Extracted entries below:

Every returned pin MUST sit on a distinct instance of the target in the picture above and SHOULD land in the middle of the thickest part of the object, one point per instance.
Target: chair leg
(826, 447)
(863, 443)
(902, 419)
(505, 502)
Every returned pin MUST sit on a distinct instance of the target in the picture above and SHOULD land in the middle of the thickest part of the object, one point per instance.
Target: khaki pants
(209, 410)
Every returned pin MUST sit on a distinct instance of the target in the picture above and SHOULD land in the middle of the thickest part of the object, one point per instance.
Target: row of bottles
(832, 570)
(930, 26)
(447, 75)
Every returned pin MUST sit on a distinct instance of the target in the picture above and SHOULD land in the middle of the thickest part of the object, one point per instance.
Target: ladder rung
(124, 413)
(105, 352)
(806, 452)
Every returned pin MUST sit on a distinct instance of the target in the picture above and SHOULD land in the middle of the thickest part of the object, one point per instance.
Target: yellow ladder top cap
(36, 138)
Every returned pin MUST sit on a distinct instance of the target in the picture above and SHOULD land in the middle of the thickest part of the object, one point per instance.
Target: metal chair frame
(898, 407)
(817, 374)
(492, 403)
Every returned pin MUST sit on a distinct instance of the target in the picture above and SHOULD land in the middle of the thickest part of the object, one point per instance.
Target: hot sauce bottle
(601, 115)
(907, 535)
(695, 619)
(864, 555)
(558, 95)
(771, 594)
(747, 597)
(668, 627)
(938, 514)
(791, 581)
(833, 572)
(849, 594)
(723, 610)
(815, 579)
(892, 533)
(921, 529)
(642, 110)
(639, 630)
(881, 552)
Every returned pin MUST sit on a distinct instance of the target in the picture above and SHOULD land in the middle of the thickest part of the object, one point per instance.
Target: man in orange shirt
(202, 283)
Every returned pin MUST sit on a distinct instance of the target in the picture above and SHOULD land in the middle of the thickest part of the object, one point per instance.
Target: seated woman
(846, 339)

End of Extracted entries.

**What is needed**. Repeat only the tail of the entries, exactly: the line containing "Target: man in orange shirt" and every line after it, to the end.

**Exercise solution**.
Target: man in orange shirt
(202, 283)
Every returned pin MUST sit on a distinct instance of the target in the picture above and SHOULD land in the middle of the thickest part of the object, one point per instance.
Target: seated woman
(846, 339)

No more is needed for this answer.